___ Text shown ___

Also in the ocean, the monthly diagnostics are rather extensive, saving lots of 3D fields at monthly resolution, that could easily be made more compact by switching to annual outputs for most things other than surface ocean fields which are the ones that vary most on seasonal timescales.

While some tools exist to help with this, such as the excellent ACCESS Archiver tool, I think a fresh release of ACCESS-ESM1.5 could go much further in helping to enable users to keep their outputs more compact. A “compact diagnostic” option that new users could select would be helpful. In such an option I would suggest using the payu workflow to automatically enable:

  1. Conversion of atmosphere files to netcdf
  2. Change the STASHC file to get rid of atmosphere daily outputs (i.e. don’t generate them in the first place)
  3. Shrink down the ocean outputs to mostly annual frequency for the purposes of spinup
  4. Automatically remove monthly restarts

The ACCESS-Archiver could be repurposed into payu for (1). I could share some examples for (2) and (3). (4) could be done via a postscript to run through payu.

___ Records shown ___

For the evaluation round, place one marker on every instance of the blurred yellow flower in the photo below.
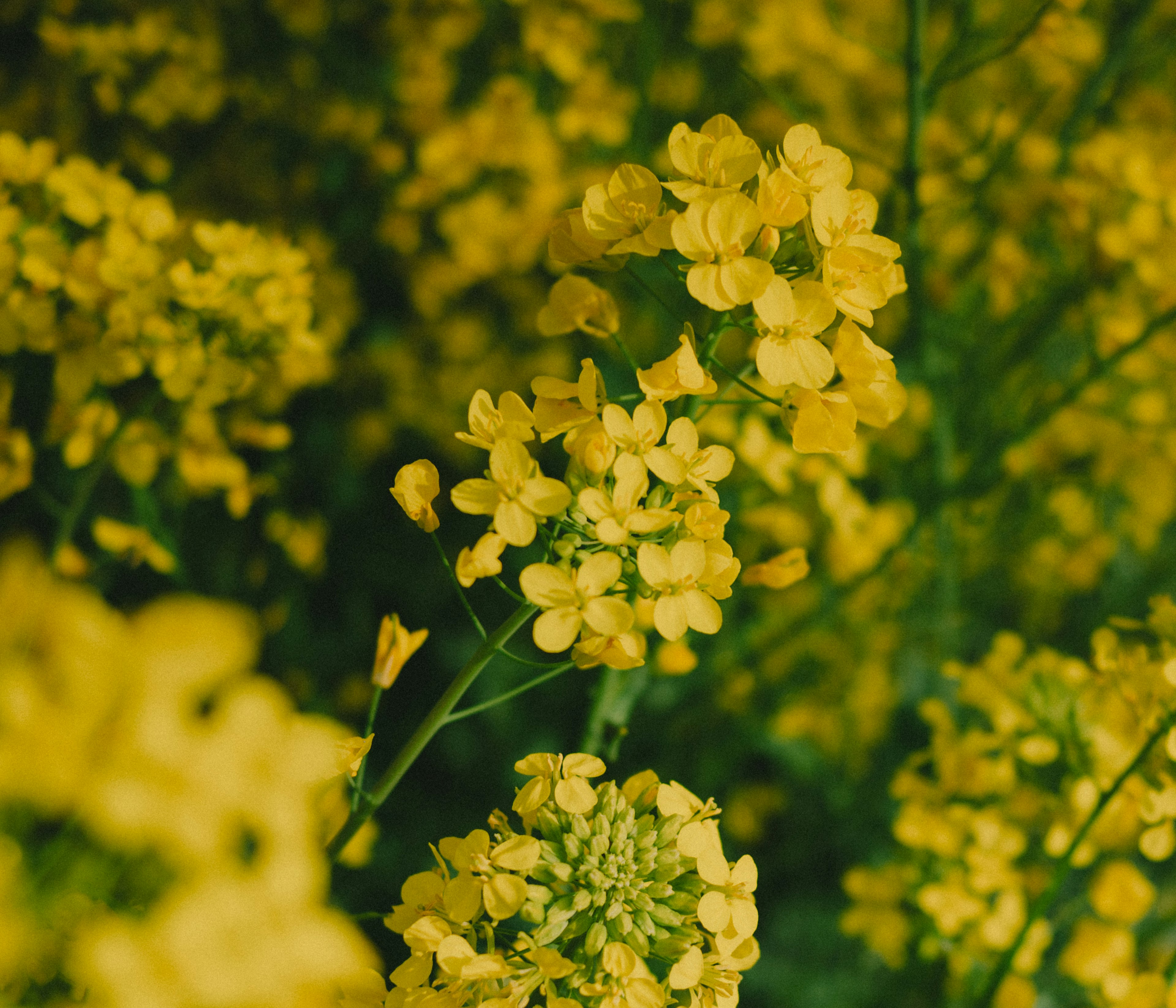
(394, 646)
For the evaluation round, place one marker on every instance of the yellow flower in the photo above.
(352, 753)
(620, 515)
(617, 651)
(791, 319)
(703, 467)
(813, 164)
(780, 572)
(561, 405)
(845, 217)
(717, 235)
(676, 576)
(573, 793)
(575, 303)
(571, 602)
(862, 278)
(393, 648)
(626, 212)
(679, 375)
(571, 244)
(871, 379)
(481, 561)
(639, 436)
(513, 419)
(780, 197)
(416, 487)
(718, 157)
(825, 421)
(133, 543)
(515, 494)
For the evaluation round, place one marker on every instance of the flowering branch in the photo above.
(437, 719)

___

Your tasks:
1. Can you output, word for word, the part of the ACCESS-ESM1.5 output text that opens with the words containing "While some tools" and closes with "run through payu."?
2. Could you write the next part of the text on making ACCESS-ESM1.5 model outputs more compact, picking up right after its last sentence?
None of the data plays any role here.

Solved problems:
1.
While some tools exist to help with this, such as the excellent ACCESS Archiver tool, I think a fresh release of ACCESS-ESM1.5 could go much further in helping to enable users to keep their outputs more compact. A “compact diagnostic” option that new users could select would be helpful. In such an option I would suggest using the payu workflow to automatically enable:

  1. Conversion of atmosphere files to netcdf
  2. Change the STASHC file to get rid of atmosphere daily outputs (i.e. don’t generate them in the first place)
  3. Shrink down the ocean outputs to mostly annual frequency for the purposes of spinup
  4. Automatically remove monthly restarts

The ACCESS-Archiver could be repurposed into payu for (1). I could share some examples for (2) and (3). (4) could be done via a postscript to run through payu.

2.
Cheers, Dave

3 Likes

I don’t want to derail the discussion from David’s request but is it time to update the first post on the intended timeline? The first sentence currently reads:

ACCESS-NRI is targeting mid to late March for an NRI supported ACCESS-ESM1.5 flagship release.

1 Like

All excellent suggestions @dkhutch.

I believe @MartinDix has already fixed for the problem with the monthly restarts being archived, and that is now available on gadi.

I agree automated post-processing (netCDF conversion) is a must.

I agree that the model outputs waaaay too much data by default. The access-om2 models have multiple configurations in different branches in the configs repo

Using the same approach we can support different versions of configurations for different purposes. Or maybe we could have a tool/script that does a wholesale conversion of diagnostics from one mode to another. I’m not too familiar with what would be required for that.

And please do share your configs and what you’ve found to be useful settings for outputs etc in a paleo context.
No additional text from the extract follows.